(Records of labeled points)
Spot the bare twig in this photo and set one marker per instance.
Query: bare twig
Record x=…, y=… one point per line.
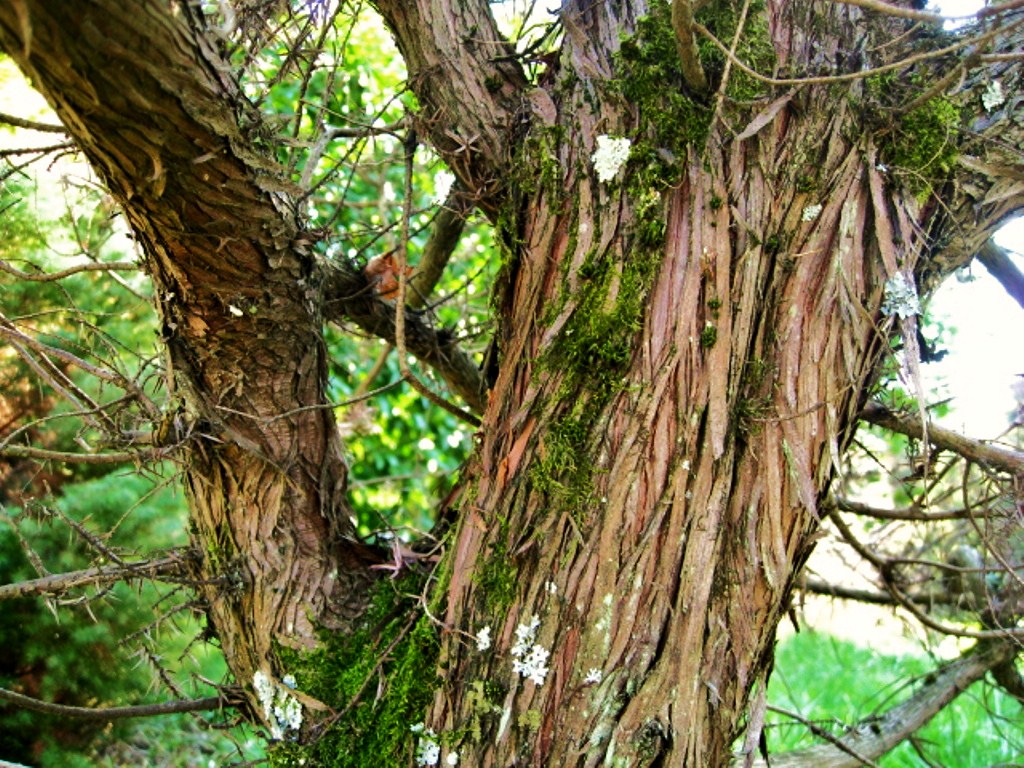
x=992, y=457
x=31, y=125
x=108, y=714
x=902, y=64
x=998, y=263
x=58, y=583
x=91, y=266
x=878, y=735
x=683, y=25
x=399, y=316
x=893, y=10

Description of the task – Reproduce all of the lines above word for word, omitting the pictures.

Result of this exercise –
Spot the bare twig in this photo and set one marker per instance.
Query: bare twig
Record x=…, y=… one point per line.
x=992, y=457
x=31, y=125
x=108, y=714
x=902, y=64
x=998, y=263
x=58, y=583
x=91, y=266
x=878, y=735
x=683, y=25
x=399, y=316
x=893, y=10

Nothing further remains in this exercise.